=== Work item ===
Report every line of the data that includes "glass".

=== Source material ===
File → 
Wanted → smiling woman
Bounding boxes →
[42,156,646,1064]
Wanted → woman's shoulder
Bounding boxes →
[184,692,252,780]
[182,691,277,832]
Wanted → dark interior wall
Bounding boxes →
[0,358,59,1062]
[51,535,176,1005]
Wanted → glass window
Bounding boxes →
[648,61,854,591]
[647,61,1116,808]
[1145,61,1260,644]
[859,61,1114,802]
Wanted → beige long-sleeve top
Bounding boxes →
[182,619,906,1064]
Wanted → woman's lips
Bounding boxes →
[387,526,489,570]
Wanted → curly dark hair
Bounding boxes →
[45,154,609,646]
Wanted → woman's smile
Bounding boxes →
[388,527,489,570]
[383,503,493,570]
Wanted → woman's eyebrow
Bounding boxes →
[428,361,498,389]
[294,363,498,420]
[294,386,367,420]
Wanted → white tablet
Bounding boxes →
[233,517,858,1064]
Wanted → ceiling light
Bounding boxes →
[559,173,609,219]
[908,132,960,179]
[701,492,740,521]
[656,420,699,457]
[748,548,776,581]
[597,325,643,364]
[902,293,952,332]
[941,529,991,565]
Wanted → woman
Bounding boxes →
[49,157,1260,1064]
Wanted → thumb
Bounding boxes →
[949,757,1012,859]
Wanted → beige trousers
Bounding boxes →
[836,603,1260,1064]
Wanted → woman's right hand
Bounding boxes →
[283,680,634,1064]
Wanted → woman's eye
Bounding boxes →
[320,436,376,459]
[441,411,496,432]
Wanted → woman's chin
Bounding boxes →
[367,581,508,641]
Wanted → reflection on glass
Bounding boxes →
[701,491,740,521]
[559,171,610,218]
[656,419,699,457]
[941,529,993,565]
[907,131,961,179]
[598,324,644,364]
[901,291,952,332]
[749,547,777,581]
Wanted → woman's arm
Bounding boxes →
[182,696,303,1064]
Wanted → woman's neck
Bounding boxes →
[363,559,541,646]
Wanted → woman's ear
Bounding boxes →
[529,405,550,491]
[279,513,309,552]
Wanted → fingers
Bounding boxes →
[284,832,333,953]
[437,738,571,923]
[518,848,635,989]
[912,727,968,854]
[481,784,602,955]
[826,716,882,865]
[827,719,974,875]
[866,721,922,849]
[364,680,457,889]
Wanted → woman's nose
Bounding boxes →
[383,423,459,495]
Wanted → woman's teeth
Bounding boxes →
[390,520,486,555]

=== Result of the exercise ===
Wanted → glass window
Wanted → reflection on glass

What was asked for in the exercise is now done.